RECORDS PROVIDED>
begin
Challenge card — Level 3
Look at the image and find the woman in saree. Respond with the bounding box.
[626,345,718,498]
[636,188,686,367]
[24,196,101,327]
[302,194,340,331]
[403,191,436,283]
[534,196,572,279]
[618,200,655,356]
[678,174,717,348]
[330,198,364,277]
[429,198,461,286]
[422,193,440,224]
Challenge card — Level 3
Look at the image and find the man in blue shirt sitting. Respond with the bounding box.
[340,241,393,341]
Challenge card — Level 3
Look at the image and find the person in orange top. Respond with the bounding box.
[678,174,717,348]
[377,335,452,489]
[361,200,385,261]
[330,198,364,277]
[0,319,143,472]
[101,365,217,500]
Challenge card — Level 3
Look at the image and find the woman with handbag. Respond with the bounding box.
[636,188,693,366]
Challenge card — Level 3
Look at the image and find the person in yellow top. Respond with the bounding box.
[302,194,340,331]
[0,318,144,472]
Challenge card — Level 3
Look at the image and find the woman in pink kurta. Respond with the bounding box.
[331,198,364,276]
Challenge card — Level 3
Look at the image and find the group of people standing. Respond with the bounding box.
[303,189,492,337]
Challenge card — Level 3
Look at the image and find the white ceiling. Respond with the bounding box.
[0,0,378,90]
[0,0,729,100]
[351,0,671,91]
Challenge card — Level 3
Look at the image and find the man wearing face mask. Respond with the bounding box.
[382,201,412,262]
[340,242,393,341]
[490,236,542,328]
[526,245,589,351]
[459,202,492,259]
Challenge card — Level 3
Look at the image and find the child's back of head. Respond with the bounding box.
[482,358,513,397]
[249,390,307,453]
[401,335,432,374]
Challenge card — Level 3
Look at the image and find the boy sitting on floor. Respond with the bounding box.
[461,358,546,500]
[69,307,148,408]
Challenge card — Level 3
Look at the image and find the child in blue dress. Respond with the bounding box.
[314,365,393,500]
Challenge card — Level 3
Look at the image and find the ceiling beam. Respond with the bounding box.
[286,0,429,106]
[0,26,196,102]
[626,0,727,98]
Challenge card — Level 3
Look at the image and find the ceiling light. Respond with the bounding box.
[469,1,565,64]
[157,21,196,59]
end
REQUIREMENT> Format every line of the rows above as a Markdown table with the columns No. and Text, giving each line a sequential number and omitting any blank lines.

WORKED SOLUTION>
| No. | Text |
|---|---|
| 1 | Challenge card — Level 3 |
| 2 | Look at the image and find the woman in saree. Respond with the bounding box. |
| 3 | [626,345,718,498] |
| 4 | [636,188,686,367] |
| 5 | [24,196,101,327] |
| 6 | [302,194,340,331] |
| 7 | [403,191,436,283] |
| 8 | [534,196,572,279] |
| 9 | [618,200,655,356] |
| 10 | [678,174,717,348] |
| 11 | [330,198,364,277] |
| 12 | [429,198,461,286] |
| 13 | [422,193,440,224] |
| 14 | Challenge card — Level 3 |
| 15 | Look at the image and find the man in blue shirt sitting. Respond with the bounding box. |
| 16 | [340,241,393,341] |
| 17 | Challenge card — Level 3 |
| 18 | Look at the image and find the person in orange top. Respond with the bounding box. |
| 19 | [678,174,717,348] |
| 20 | [377,335,452,489] |
| 21 | [361,200,385,261] |
| 22 | [330,198,364,277] |
| 23 | [0,319,143,472] |
| 24 | [101,365,217,500] |
| 25 | Challenge card — Level 3 |
| 26 | Look at the image and find the woman with handbag. Respond with the bounding box. |
| 27 | [636,188,693,366] |
| 28 | Challenge card — Level 3 |
| 29 | Look at the image and find the person in yellow top. Respond with the bounding box. |
| 30 | [302,194,340,331] |
| 31 | [0,318,144,472] |
| 32 | Challenge card — Level 3 |
| 33 | Look at the image and find the woman in pink kurta. Respond with the bounding box. |
| 34 | [331,198,364,276] |
| 35 | Challenge card — Level 3 |
| 36 | Look at the image and find the group of people standing. Respond with the bounding box. |
| 37 | [303,189,492,337] |
| 38 | Challenge card — Level 3 |
| 39 | Look at the image and find the white ceiling. Respond with the bounding box. |
| 40 | [0,0,378,90] |
| 41 | [0,0,729,100] |
| 42 | [351,0,671,91] |
| 43 | Challenge card — Level 3 |
| 44 | Look at the image and find the man wearing face mask. Respond with the bounding box. |
| 45 | [382,201,412,262] |
| 46 | [340,242,393,341] |
| 47 | [490,236,542,328] |
| 48 | [526,245,589,351] |
| 49 | [459,202,492,259] |
| 50 | Challenge card — Level 3 |
| 51 | Look at the image and find the child's back of head. Respond with the bounding box. |
| 52 | [482,358,513,397] |
| 53 | [249,390,307,453] |
| 54 | [401,335,432,374] |
| 55 | Challenge card — Level 3 |
| 56 | Look at the image and find the boy sitting on floor. Respond with the bounding box. |
| 57 | [461,358,546,500] |
| 58 | [69,307,148,408] |
| 59 | Challenge card — Level 3 |
| 60 | Look at the image and find the child in blue dress. Respond with the bounding box. |
| 61 | [314,365,393,500] |
| 62 | Challenge card — Level 3 |
| 63 | Look at the image and find the ceiling beam. Respond with the bounding box. |
| 64 | [286,0,429,106] |
| 65 | [0,26,196,102] |
| 66 | [626,0,727,98] |
| 67 | Challenge card — Level 3 |
| 68 | Look at the image and find the ceiling light. Respond with the bounding box. |
| 69 | [469,1,565,64] |
| 70 | [157,21,196,59] |